-- DATASET CONTENT --
* BEGIN *
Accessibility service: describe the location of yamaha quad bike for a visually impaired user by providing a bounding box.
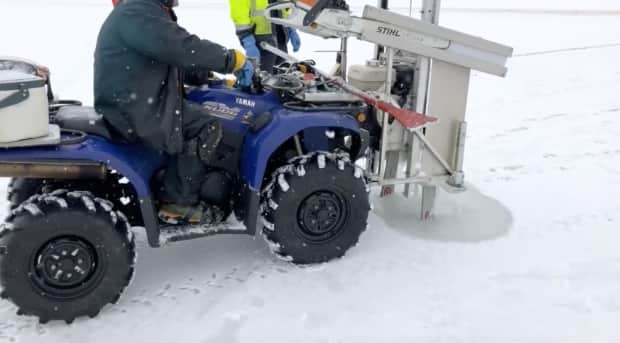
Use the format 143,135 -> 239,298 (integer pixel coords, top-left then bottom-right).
0,57 -> 377,323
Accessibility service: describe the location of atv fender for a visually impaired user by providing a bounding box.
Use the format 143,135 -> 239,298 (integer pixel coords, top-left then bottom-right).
241,110 -> 360,192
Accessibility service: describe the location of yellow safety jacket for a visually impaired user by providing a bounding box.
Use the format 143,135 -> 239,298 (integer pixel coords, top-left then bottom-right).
228,0 -> 272,35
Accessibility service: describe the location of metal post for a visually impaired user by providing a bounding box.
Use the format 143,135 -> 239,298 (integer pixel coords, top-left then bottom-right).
404,0 -> 441,197
340,37 -> 349,80
416,0 -> 441,220
379,48 -> 394,194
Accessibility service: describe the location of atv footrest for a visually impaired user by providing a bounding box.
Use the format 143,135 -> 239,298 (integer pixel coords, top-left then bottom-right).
159,220 -> 252,246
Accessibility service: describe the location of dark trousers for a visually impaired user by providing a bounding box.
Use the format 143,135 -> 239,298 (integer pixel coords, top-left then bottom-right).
255,25 -> 288,73
161,101 -> 216,206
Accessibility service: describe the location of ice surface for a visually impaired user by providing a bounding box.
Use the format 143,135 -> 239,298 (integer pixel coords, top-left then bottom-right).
0,0 -> 620,343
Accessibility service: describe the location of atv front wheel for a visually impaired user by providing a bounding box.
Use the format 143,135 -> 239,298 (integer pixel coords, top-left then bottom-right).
0,191 -> 135,323
263,153 -> 370,264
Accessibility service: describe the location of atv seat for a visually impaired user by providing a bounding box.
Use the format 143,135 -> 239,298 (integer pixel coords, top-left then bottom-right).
56,106 -> 112,140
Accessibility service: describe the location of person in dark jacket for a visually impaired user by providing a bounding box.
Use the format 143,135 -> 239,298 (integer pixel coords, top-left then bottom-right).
94,0 -> 253,224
* END *
-- TO DO --
Select every line of the listing above that contains the word "Accessibility", matching its capitalization exactly.

-- EXERCISE OUTPUT --
Accessibility service: describe the location of yamaha quad bike for a visually impaired user by providing a bounding box.
Accessibility service: describe the location of atv fender for a visually impaired user by providing a bounding box.
Accessibility service: describe the location of yellow safety jacket for a visually impaired user by providing a bounding box.
Accessibility service: describe the location of metal post for a visually impaired user by providing a bounding box.
Accessibility service: describe the location of atv footrest for a visually impaired user by providing a bounding box.
Accessibility service: describe the location of dark trousers for a visually impaired user by providing a bounding box.
Accessibility service: describe the location of ice surface for a visually impaired user by providing a bounding box.
Accessibility service: describe the location of atv front wheel for a visually impaired user by providing a bounding box.
Accessibility service: describe the location of atv seat for a visually impaired user by providing a bounding box.
Accessibility service: describe the location of person in dark jacket for a visually impaired user by providing a bounding box.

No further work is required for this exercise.